# [Problèmes et exercices]
1 – Répondez à ces questions sur le texte consacré au livre d'Olivier Berruyer :
(a) Quelle personne Olivier Berruyer cite-t-il au début de son livre, et qu'affirmait-elle en octobre 2008 ?
(b) À quelle crise la crise actuelle est-elle présentée comme une répétition ?
(c) Autour de quelles deux croyances s'est faite la victoire idéologique des néolibéraux à la fin des années 1970 ?
2 – Résumez en deux phrases le texte consacré au livre d'Olivier Berruyer.
3 – Prolongez d'un paragraphe le texte consacré au livre d'Olivier Berruyer, à partir de sa dernière phrase.

Après avoir fourni une description extrêmement fouillée des
caractéristiques de la crise, Olivier Berruyer poursuit son livre par une
analyse des ressorts de cette crise du néolibéralisme, dénonçant le
laisser-faire et les excès de la finance.
La dénonciation du « laisser-fairisme intégral »
Olivier Berruyer commence son livre en dénonçant la pensée
laisser-fairiste, citant Alain Minc, qui affirmait en octobre 2008, que « la crise est grotesquement
psychologique ». Même s’il est féru de chiffres, il souligne que
l’économie est une science sociale. Il résume la crise actuelle d’une manière
synthétique et juste : « nous
avons transformé notre système économique en un système qui privilégie le court
terme au détriment du long terme, l’intérêt individuel au détriment de
l’intérêt collectif, la liberté absolue au détriment de l’égalité et de la
fraternité ». Comme d’autres, il souligne que cette
crise est une répétition de celle des années 1930 mais que nous n’avons
pas, cette fois, l’excuse de la première fois…
Il rappelle le rôle des chocs pétroliers et de l’échec des expériences
communistes en Russie et en Chine dans la la victoire idéologique des
néolibéraux à la fin des années 1970, autour de deux croyances : le
monétarisme et le libre-marché, par opposition à l’Etat et à la planification.

# [Données présentées]

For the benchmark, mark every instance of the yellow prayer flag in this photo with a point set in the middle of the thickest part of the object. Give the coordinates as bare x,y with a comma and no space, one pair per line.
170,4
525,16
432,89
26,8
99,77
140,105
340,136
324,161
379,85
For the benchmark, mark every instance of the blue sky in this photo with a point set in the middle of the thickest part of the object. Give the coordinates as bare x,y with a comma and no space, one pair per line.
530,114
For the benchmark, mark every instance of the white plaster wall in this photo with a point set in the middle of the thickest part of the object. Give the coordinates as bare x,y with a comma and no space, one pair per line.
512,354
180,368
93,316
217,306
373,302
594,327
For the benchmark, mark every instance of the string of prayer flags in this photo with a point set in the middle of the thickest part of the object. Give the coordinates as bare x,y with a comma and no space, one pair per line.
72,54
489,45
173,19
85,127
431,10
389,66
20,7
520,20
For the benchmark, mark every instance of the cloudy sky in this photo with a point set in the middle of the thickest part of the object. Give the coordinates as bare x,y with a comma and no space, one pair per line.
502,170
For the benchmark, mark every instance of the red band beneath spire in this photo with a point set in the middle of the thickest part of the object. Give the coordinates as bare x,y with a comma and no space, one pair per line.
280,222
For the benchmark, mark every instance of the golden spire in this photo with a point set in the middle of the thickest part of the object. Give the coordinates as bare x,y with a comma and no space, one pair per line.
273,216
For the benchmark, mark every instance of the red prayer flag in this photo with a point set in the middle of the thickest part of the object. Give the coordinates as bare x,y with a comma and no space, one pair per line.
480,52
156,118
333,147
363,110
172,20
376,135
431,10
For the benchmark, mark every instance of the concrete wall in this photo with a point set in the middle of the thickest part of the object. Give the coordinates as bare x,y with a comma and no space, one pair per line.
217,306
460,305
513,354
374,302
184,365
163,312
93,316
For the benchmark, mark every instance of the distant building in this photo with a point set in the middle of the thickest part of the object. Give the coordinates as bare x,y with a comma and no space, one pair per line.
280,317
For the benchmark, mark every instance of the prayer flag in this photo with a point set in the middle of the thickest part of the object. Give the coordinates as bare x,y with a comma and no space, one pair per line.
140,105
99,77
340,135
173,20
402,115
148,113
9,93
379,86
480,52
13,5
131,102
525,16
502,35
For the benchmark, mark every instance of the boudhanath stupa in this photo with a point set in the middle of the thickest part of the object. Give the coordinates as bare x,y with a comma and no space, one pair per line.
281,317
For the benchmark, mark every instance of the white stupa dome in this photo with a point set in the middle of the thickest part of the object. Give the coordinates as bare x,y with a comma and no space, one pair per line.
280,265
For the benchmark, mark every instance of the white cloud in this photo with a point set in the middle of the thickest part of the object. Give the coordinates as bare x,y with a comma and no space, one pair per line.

# [Exercices corrigés]
1 –
(a) Il cite Alain Minc, qui affirmait en octobre 2008 que « la crise est grotesquement psychologique ».
(b) Elle est présentée comme une répétition de la crise des années 1930.
(c) Elle s'est faite autour du monétarisme et du libre-marché.

2 – Olivier Berruyer analyse les ressorts de la crise du néolibéralisme en dénonçant le laisser-faire et les excès de la finance. Selon lui, notre système économique privilégie désormais le court terme, l'intérêt individuel et la liberté absolue au détriment du long terme, de l'intérêt collectif, de l'égalité et de la fraternité, et cette crise répète celle des années 1930.

3 –
Mais pour lui, c’est « le retour de
Cro-Magnon et sa massue ». Il souligne que la période de forte
régulation bancaire avait permis
d’éviter les crises, comme
l’ont montré Reinhart et Rogoff. Il rappelle que selon l’indice de
libéralisation financière du FMI, c’est le gouvernement Fabius, qui a, de très
loin, le plus libéralisé notre pays. Il rappelle que selon un sondage Ifop, les
électeurs de François Hollande étaient paradoxalement les moins enclins à
réclamer plus de protection vis-à-vis de la mondialisation.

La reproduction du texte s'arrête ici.